▶ EXERCICE
Énumérez toutes les villes qui, d'après l'article ci-dessous consacré à l'architecte Pei, lui doivent des musées phares.

▶ TEXTE FOURNI
L'architecte Ieoh Min Pei est mort à 102 ans. Retour sur un parcours très muséal
Le Sino-Américain faisait partie des modernistes, mais il savait s'adapter au terrain. Paris, Washington, Doha ou Luxembourg lui doivent des musées phares.

Un Asiatique souriant aux lunettes rondes, héritées du Corbusier.
Crédits: APL'architecture, ça conserve! Oscar
Niemeyer est mort à la veille de ses 105 ans en 2012. Ieoh Ming Pei
vient de s'éteindre à 102 ans accomplis, le 16 mai 2019. D'où les
nécrologies actuelles, dont les versions françaises s'attardent un
peu trop sur la seule Pyramide du Louvre (1). Et je vous signale à
tout hasard que Frank Gehry, l'homme du métier dont on parle
peut-être le plus aujourd'hui, à fêté ses 90 ans en février
dernier. Apparemment en pleine forme.
Pei est né à Canton en 1917. Sa famille vient de Suzhou, «la Venise chinoise». Elle se situe au sommet de la hiérarchie sociale, alors que le pays est entré en république depuis 1911. Son père finit par diriger à Shanghai la Banque de Chine, dont son fils refera un jour le bâtiment de Hongkong. L'enseignement tel qu'il se voit dispensé en Chine, avec une rigueur confinant à la raideur, convient mal à un jeune homme ayant perdu sa mère à 13 ans. Il part en 1935 étudier aux Etats-Unis. Grandes écoles. Brillant sujet. L'immigré suit notamment les cours de l'Allemand Walter Gropius, ce qui ne rajeunit personne. Il se retrouve du coup avec plusieurs diplômes, dont celui de la Design School de Harvard, obtenu en 1948. La même année, le débutant se voit recruté par le promoteur immobilier William Zeckendorf.

▶ DONNÉES FOURNIES

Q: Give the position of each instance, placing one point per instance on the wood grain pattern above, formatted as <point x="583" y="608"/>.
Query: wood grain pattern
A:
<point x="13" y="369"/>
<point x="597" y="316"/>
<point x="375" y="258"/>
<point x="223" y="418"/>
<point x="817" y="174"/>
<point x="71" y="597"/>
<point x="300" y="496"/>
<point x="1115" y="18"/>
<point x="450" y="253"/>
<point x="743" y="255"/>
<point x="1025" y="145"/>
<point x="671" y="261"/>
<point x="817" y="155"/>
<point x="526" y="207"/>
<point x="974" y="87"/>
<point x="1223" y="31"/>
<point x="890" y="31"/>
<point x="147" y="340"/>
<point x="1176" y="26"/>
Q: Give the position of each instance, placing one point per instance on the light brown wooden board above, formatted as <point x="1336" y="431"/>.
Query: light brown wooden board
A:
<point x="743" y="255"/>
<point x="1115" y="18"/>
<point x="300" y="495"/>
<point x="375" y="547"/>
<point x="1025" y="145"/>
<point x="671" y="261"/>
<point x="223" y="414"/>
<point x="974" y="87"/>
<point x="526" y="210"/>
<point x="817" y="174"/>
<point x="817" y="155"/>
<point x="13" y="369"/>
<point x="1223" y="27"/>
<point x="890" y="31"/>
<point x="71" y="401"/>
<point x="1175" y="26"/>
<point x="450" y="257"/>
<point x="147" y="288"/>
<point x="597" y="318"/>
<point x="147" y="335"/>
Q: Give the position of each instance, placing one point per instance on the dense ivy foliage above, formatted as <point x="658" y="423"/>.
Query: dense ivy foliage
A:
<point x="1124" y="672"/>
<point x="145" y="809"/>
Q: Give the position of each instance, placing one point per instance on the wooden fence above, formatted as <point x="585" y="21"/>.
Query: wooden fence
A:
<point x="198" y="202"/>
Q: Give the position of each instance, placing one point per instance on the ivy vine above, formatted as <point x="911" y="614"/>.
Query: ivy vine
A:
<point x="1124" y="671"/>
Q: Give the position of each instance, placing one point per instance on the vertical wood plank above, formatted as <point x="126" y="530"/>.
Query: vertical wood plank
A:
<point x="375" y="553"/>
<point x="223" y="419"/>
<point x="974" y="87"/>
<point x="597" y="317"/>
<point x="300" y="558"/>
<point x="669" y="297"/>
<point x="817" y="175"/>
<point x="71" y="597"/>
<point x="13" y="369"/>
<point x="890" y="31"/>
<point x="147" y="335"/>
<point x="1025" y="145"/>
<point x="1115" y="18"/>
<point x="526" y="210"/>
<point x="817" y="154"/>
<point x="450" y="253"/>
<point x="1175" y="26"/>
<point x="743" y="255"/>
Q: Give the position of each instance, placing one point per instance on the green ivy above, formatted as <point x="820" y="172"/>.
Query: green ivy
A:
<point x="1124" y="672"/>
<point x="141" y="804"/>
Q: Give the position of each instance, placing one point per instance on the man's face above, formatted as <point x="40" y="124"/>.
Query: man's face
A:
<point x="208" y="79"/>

▶ RÉPONSE
Paris, Washington, Doha et Luxembourg.